SUPPLIED MATERIAL: Begin
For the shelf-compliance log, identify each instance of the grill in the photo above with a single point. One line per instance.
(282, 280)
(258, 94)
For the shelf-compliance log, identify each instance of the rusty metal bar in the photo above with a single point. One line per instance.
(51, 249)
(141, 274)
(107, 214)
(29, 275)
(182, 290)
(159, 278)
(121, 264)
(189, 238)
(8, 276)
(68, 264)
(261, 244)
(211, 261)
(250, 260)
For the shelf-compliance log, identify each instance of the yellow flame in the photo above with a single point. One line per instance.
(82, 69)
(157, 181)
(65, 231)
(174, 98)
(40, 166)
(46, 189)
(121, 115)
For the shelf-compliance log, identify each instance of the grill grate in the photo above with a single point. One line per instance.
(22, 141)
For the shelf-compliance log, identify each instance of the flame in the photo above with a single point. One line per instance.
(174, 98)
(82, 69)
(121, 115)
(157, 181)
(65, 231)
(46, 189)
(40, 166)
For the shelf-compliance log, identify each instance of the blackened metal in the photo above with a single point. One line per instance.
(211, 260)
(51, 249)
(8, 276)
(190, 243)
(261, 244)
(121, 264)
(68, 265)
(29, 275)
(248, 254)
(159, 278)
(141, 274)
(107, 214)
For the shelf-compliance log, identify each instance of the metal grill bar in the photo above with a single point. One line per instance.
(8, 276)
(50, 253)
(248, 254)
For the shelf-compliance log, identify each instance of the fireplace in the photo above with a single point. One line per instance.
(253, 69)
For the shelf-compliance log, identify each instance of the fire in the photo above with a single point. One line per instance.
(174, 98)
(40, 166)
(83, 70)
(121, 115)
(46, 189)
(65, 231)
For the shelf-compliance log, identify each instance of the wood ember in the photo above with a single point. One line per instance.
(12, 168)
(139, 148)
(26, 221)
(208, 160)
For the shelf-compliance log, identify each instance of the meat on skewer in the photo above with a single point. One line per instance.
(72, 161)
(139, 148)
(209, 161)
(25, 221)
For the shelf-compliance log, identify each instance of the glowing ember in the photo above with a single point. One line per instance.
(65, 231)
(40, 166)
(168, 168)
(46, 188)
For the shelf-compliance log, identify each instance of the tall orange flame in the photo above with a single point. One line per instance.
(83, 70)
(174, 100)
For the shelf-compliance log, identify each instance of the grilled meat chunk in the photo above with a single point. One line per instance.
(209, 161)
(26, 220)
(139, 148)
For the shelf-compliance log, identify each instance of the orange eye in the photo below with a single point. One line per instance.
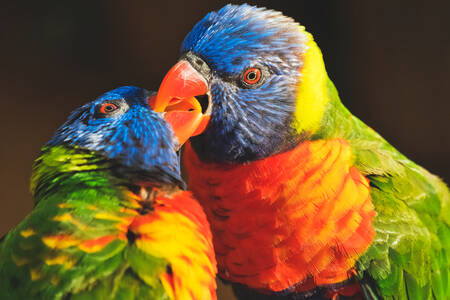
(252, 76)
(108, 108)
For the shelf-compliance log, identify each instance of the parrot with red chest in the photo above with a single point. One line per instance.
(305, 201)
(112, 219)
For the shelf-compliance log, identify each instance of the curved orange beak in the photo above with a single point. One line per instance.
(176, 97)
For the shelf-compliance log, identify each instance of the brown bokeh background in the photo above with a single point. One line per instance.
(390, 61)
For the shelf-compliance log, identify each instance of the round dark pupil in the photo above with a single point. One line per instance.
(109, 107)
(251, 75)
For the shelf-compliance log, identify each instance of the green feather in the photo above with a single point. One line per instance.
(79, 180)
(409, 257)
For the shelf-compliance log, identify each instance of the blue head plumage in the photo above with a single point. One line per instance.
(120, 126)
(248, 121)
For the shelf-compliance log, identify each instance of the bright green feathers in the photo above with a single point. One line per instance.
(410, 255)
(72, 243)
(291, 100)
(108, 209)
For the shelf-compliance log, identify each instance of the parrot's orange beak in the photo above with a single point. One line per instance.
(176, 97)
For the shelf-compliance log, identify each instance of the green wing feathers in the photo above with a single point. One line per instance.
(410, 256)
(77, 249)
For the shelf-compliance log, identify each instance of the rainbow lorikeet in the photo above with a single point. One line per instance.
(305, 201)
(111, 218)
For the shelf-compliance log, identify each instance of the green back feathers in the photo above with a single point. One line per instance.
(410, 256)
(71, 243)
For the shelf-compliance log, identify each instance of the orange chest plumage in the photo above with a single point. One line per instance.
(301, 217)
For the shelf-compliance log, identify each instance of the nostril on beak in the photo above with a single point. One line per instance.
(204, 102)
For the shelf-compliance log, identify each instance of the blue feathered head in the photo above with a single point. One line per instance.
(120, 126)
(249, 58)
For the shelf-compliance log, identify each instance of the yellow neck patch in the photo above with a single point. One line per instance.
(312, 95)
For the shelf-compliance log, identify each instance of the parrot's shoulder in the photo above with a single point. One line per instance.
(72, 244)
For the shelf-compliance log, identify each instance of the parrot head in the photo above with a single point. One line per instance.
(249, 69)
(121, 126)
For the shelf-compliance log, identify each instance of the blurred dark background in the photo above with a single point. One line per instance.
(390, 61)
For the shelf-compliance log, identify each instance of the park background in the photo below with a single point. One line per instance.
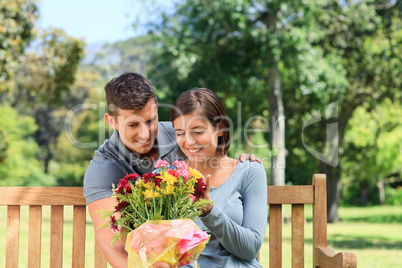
SUPPLIED MATERIAL: End
SUPPLIED MATERIAL: Begin
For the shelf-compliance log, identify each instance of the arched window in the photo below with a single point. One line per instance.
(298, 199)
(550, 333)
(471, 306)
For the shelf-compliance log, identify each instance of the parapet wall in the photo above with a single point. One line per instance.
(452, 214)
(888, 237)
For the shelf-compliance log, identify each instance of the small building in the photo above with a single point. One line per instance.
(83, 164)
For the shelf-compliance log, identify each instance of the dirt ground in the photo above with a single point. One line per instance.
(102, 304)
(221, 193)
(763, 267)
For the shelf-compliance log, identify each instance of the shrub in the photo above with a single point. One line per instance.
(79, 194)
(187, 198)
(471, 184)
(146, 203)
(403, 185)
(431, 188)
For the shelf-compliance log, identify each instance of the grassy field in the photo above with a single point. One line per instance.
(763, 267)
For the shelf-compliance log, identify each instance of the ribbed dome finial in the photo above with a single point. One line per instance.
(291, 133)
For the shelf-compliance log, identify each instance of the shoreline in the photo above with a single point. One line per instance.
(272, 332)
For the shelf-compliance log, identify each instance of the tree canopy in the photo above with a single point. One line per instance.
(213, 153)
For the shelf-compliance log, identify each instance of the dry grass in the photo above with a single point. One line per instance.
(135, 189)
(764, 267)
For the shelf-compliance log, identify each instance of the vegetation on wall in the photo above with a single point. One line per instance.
SUPPLIED MATERIAL: End
### WHAT TO PRODUCE:
Print, without alteration, only the lines above between the one holding "the parrot's shoulder" and the one holding "For the shelf-compliance log, identify each instance of the park", inclusive.

### ANSWER TO THIS PROBLEM:
For the shelf-compliance log, identify each instance of the parrot's shoulder in the photo above with a single point. One line per instance.
(72, 244)
For the shelf-compliance log, identify each instance of the parrot head in the photo above with a single point. One line per instance.
(249, 69)
(121, 126)
For the shelf-compliance log, identify each instance of the blurred dark background in the photo above with a single point. One line per instance.
(390, 61)
For the shelf-compliance log, identify each instance of the park background in the photo below with a single point. One line per instance.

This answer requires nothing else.